短い課題 1:
以下の写真をめぐる対談のうち、「齋藤 ふつうの会話を、ただ、積み重ねているだけ。」から「ということを、ずっと考えています。」までの範囲を一字一句変えずに書き写してください。
# # #
齋藤 はい。それは、ぼくだけじゃないと思います。

やっぱり、写真でも何でも
人間からはじまってることだと思いますから。

荒牧 やり取りじたいは、どういった?

齋藤 ふつうの会話を、ただ、積み重ねているだけ。

でも、相手も障がい者だったりすると、
ぼくらふたりは
ふつうのことを、ふつうにやるために
すごく時間がかかります。

荒牧 そういう「やり取りの先」に
どういう写真を撮りたいって思いますか?

齋藤 その人やその風景に固有の生命力を引き出す、
ということを、ずっと考えています。

清水 そのこと、すごく共感します。

私も、人でも風景でも、
相手の「いい部分」を撮りたいなあと思って
写真をやっているんです。

── いい部分。

清水 そして、その写真は
被写体と
いいコミュニケーションをとれたもので
あってほしいなと思っています。



── 清水さんがカメラをはじめたのって
耳のことと、関係ありますか?
# # #
短い課題 2:
次に示すエントリから、文字列「shelf」を含む行をすべて抜き出してください。大文字と小文字は区別します。

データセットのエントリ
# # #
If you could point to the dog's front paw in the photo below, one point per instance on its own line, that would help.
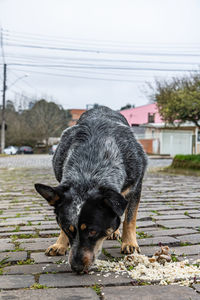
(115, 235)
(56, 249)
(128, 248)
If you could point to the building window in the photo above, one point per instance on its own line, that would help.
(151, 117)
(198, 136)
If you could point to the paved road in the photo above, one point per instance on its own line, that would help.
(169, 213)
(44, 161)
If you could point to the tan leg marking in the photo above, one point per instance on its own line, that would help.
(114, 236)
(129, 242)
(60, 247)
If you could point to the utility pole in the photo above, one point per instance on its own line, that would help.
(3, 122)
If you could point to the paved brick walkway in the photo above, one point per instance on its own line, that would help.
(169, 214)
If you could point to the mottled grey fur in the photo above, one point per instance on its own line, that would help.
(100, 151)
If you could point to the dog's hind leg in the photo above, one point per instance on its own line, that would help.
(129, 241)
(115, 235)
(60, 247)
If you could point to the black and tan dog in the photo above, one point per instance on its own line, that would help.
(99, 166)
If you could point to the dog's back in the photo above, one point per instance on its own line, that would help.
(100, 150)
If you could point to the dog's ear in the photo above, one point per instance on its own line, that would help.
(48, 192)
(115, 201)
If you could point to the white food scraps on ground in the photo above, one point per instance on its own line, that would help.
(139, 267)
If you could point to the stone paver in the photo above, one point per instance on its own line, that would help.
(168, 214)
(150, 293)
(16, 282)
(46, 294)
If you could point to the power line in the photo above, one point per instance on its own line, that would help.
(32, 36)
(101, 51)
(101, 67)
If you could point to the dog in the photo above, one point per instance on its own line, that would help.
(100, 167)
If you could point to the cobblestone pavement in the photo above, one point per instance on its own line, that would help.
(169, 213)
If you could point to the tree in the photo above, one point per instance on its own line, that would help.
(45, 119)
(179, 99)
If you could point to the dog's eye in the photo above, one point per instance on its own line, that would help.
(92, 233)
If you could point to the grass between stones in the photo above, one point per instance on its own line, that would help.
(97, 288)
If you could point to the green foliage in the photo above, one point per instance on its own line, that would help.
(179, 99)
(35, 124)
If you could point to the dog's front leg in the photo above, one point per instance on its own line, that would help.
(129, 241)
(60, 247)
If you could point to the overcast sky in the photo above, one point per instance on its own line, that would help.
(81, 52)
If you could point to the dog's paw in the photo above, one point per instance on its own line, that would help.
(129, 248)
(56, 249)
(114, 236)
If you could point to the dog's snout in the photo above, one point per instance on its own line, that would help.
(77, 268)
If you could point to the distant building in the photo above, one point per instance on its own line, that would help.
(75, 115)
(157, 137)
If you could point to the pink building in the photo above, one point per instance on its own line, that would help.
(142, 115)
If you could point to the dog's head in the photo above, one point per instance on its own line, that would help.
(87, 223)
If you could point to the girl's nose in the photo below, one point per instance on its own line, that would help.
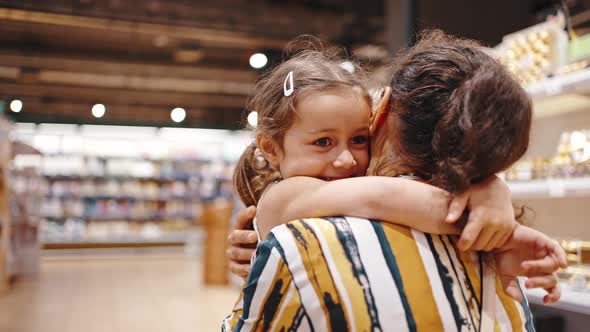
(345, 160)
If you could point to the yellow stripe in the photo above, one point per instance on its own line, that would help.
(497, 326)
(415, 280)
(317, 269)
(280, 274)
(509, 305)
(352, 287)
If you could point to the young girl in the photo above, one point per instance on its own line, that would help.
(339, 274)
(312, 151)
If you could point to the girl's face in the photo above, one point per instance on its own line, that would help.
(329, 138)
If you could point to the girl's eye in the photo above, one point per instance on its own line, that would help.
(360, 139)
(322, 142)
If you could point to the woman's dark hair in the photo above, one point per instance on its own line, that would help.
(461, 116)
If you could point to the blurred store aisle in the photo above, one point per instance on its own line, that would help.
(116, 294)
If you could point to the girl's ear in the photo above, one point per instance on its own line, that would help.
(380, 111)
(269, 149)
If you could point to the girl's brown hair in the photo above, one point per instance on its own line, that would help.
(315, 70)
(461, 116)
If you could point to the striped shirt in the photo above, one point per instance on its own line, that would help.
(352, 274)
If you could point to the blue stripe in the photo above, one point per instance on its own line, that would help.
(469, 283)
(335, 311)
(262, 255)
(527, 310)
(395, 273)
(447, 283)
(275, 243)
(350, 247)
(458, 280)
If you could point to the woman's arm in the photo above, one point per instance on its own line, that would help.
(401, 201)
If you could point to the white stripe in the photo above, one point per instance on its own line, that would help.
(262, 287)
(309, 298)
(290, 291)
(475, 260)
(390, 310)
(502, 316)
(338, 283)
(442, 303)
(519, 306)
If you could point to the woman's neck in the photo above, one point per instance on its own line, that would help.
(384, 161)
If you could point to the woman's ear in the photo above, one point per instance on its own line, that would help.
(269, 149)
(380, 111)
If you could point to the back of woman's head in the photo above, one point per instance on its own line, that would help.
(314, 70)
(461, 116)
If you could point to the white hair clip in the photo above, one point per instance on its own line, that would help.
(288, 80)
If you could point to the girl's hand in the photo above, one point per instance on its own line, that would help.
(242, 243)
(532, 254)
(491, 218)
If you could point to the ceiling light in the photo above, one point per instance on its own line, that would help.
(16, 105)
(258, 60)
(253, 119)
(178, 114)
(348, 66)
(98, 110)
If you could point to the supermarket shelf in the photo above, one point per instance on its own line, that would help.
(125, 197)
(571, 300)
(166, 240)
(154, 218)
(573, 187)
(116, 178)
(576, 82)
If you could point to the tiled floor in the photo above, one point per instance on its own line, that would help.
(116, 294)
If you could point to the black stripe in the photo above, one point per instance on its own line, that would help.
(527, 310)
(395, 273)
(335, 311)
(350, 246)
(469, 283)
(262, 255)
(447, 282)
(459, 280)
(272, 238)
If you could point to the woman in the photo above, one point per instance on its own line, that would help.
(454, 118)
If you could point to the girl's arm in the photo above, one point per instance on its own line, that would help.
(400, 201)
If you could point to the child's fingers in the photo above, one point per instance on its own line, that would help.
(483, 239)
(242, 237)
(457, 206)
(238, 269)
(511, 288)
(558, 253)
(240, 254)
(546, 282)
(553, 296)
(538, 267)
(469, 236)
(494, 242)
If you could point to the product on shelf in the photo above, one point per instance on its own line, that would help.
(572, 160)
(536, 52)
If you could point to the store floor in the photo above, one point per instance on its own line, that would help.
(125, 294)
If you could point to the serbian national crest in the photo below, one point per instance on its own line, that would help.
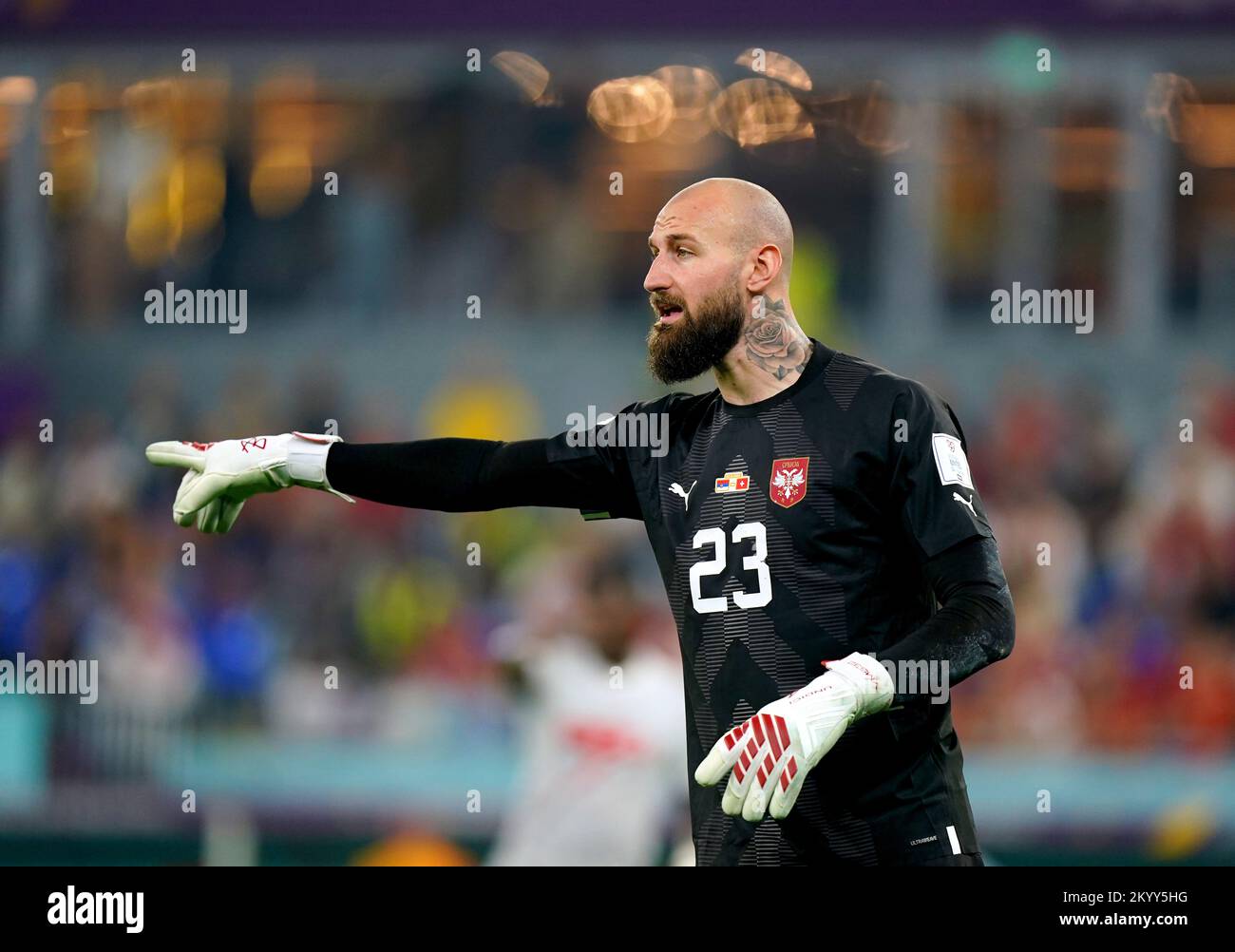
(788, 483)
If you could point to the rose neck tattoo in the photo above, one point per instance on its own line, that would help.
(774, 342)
# # #
完全な解答 1:
齋藤 ふつうの会話を、ただ、積み重ねているだけ。

でも、相手も障がい者だったりすると、
ぼくらふたりは
ふつうのことを、ふつうにやるために
すごく時間がかかります。

荒牧 そういう「やり取りの先」に
どういう写真を撮りたいって思いますか?

齋藤 その人やその風景に固有の生命力を引き出す、
ということを、ずっと考えています。

完全な解答 2:
If you could point to the supermarket shelf in the photo above, one point per instance on its own line, that would help.
If you could point to the product on shelf in the photo above, one point per instance on its own line, that would help.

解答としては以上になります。